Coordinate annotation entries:

--------------------------------------------------

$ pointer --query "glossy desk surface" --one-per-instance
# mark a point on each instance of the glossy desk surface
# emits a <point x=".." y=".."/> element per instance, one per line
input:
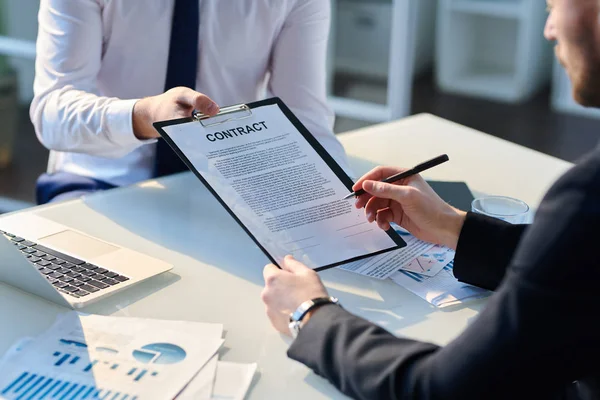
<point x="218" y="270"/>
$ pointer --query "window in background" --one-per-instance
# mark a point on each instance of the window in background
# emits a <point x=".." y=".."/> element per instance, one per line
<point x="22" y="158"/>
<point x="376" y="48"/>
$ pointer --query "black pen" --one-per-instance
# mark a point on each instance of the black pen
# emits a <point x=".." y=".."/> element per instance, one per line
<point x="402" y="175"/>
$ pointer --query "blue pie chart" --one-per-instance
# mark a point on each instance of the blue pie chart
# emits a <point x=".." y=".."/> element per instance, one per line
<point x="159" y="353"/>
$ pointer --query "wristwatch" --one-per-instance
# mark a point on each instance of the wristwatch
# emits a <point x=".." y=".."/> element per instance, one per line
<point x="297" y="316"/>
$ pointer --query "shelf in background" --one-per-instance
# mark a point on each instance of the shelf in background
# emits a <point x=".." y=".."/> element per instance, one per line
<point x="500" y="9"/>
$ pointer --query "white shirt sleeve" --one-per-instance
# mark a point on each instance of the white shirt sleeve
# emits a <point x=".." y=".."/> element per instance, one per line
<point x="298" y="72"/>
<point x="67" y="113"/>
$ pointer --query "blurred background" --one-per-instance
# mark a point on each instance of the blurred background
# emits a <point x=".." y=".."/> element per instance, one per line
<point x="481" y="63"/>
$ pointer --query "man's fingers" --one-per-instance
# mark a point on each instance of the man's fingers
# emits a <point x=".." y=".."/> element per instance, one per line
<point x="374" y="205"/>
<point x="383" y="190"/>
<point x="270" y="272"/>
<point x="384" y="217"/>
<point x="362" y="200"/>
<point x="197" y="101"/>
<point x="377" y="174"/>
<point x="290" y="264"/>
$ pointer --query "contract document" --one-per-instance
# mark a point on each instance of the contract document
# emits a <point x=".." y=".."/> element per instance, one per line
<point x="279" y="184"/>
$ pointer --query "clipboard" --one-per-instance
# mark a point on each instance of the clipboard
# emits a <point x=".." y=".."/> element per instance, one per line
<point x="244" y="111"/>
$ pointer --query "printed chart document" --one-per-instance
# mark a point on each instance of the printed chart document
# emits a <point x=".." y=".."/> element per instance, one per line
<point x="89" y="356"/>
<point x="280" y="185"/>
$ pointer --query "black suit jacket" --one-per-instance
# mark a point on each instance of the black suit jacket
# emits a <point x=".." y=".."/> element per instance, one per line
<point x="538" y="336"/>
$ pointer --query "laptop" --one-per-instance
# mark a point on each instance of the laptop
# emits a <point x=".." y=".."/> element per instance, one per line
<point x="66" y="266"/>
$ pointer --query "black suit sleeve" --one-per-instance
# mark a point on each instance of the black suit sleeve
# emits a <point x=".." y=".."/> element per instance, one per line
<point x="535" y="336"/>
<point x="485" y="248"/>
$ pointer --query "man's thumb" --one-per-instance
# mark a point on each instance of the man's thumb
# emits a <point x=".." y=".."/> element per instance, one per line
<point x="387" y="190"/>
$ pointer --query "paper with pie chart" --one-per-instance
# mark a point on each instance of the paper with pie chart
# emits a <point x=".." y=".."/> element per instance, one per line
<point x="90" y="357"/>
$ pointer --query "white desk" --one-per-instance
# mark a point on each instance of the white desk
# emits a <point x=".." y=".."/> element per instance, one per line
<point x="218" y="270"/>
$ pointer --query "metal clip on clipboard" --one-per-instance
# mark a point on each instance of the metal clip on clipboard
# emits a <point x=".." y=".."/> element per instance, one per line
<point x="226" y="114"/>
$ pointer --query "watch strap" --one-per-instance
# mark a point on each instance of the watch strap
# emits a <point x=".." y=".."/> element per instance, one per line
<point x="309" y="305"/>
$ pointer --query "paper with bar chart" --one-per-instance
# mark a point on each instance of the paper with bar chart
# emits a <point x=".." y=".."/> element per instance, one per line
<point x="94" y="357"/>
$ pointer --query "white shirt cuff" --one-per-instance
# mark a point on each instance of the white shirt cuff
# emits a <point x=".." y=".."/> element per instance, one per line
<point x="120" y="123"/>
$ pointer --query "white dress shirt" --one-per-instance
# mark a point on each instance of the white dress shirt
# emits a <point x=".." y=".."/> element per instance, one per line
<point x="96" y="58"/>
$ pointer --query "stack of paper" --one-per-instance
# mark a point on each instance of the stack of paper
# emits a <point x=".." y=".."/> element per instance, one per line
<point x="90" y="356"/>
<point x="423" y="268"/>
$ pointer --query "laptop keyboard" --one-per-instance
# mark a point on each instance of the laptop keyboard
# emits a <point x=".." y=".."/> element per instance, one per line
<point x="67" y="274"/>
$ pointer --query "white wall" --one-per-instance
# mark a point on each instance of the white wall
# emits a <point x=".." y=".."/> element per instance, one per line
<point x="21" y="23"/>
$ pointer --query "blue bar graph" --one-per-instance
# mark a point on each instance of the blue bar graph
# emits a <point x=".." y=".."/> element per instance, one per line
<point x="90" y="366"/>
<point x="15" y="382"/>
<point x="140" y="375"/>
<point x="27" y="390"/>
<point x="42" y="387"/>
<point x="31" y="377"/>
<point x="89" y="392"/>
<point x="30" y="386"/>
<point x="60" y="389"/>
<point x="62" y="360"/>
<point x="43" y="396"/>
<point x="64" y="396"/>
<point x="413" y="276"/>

--------------------------------------------------

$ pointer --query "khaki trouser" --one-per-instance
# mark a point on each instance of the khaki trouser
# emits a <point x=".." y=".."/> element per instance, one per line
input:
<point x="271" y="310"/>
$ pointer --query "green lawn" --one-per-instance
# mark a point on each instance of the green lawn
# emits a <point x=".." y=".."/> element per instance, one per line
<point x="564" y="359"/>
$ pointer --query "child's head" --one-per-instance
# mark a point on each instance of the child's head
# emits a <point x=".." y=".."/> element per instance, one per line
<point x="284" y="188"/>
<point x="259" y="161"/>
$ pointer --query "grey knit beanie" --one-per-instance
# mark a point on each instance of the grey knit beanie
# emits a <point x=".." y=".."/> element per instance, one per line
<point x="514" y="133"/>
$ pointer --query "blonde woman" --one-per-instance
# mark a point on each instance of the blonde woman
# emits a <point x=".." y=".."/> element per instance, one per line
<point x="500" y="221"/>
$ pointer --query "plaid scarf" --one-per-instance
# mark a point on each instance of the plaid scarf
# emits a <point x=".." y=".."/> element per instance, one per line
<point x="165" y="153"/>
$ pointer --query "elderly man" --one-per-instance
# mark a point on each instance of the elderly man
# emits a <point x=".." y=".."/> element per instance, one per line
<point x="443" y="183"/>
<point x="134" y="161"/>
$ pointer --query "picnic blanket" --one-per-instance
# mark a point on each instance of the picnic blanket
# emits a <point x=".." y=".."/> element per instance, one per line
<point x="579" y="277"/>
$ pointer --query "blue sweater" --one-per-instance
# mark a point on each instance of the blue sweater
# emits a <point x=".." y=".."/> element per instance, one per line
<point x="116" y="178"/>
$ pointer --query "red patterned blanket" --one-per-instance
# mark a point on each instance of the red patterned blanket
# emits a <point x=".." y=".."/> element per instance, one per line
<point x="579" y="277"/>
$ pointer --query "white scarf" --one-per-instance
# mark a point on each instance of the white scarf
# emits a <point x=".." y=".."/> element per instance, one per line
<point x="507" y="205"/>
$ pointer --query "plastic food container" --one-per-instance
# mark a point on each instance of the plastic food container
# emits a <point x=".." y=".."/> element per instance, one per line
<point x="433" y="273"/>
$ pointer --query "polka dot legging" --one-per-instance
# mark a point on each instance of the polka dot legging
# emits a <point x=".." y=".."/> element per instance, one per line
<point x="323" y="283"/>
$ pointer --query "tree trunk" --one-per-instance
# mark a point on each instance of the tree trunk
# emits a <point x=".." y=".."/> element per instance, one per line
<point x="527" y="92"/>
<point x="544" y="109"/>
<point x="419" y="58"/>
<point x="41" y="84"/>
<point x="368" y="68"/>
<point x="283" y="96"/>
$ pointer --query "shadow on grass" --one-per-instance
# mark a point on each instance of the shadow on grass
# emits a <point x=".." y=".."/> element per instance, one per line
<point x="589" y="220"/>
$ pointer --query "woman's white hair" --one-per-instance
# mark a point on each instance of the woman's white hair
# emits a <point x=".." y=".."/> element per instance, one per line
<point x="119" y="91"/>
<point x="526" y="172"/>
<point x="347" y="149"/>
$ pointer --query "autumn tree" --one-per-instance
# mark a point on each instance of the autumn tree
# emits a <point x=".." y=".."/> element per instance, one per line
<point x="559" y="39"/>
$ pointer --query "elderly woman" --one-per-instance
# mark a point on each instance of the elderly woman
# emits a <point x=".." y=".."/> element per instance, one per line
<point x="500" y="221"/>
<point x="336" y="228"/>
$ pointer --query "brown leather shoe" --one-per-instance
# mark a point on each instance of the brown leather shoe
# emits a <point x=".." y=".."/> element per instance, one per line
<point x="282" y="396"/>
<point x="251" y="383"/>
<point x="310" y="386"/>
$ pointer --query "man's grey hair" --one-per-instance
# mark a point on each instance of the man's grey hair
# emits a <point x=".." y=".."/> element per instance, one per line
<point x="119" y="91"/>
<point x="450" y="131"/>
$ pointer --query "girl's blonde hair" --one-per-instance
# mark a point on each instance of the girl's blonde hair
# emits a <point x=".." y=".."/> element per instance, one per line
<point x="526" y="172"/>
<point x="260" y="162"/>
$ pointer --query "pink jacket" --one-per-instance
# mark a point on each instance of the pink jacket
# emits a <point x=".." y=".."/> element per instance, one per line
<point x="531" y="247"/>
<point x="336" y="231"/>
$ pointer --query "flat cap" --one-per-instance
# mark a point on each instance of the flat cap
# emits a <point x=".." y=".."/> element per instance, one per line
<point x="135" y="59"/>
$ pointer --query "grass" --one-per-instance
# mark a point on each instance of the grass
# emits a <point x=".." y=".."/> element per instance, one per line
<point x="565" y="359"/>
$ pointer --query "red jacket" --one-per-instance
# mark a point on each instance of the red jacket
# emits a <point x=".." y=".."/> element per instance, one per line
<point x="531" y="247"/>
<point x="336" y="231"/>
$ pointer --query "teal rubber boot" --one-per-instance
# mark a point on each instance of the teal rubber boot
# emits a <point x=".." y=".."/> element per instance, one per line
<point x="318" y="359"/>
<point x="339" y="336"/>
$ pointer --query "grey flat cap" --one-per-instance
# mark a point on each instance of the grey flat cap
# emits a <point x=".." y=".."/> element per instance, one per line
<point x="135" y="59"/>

--------------------------------------------------

Which lines in the entries above contain the string "knit"? Report every such line in full, treating uppercase and lowercase as different.

- _ANSWER TO THIS TASK_
$ pointer --query "grey knit beanie" --one-per-instance
# mark a point on each instance of the grey knit beanie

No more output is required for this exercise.